__YOUR TASK__
The entries are to be reproduced word for word, with all images left out.

__DATA TO PROCESS__
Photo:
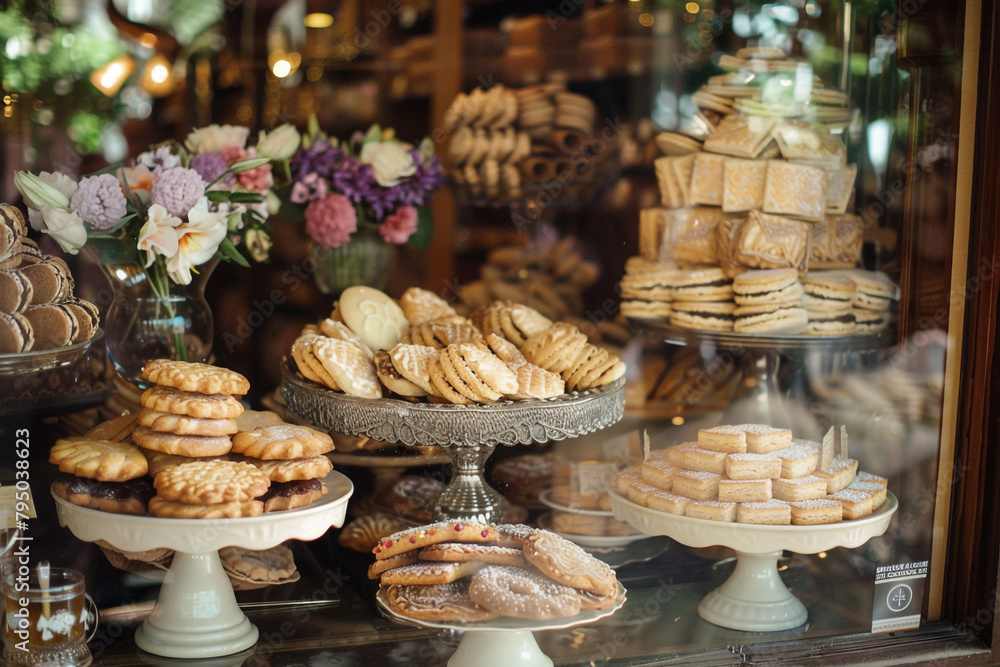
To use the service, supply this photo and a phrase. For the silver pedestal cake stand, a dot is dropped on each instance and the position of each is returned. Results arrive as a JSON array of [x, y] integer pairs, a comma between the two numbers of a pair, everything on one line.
[[469, 433]]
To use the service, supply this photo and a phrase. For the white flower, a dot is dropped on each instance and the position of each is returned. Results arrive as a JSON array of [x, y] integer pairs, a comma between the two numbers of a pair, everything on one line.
[[280, 143], [198, 240], [66, 227], [390, 160], [159, 235], [213, 138]]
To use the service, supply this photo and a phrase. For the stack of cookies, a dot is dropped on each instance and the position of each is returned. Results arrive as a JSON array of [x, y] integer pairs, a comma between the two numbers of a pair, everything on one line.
[[753, 473], [37, 308], [506, 144], [424, 350], [469, 572]]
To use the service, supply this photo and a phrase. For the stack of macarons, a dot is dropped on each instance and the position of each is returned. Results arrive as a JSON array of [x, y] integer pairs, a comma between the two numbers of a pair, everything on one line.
[[37, 308], [769, 301]]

__EXERCISE RESULT__
Photo:
To use the service, supply this photo and a phrase. For the silver pedestal cake stand, a dot is dropped on each instance and the position of each is returned. Results arrive as a JSON array of [x, y] integer pairs, a comma between the two numbers of a pair, everything on one line.
[[469, 433]]
To use the service, supply this photo and a phrase. For the white flower, a dot is dropped on each instance and the position of each is returned. Results arrive as a JSON array of [x, y] integer pairs, a comma between the two numbers of a pair, everything on one line.
[[280, 143], [198, 240], [66, 227], [390, 160], [159, 235], [213, 138]]
To use the service, supply this photo and a phrase. For the stack of cookies, a dot is dropped on each instance and the position of each is returned. Results arrive as a JSON array of [x, y] integer pairs, a comma between the two numbers of a pair, everything on one line.
[[753, 473], [37, 308], [506, 144], [424, 350], [469, 572]]
To use the service, supply this photo and a phrase. For the stack of macarons, a dot is dropped on each instance and the position of each is returned. Results arrive as a JSON array of [x, y] integer pairs, a comma between the two numbers of a pair, everything on one line.
[[37, 308], [769, 301]]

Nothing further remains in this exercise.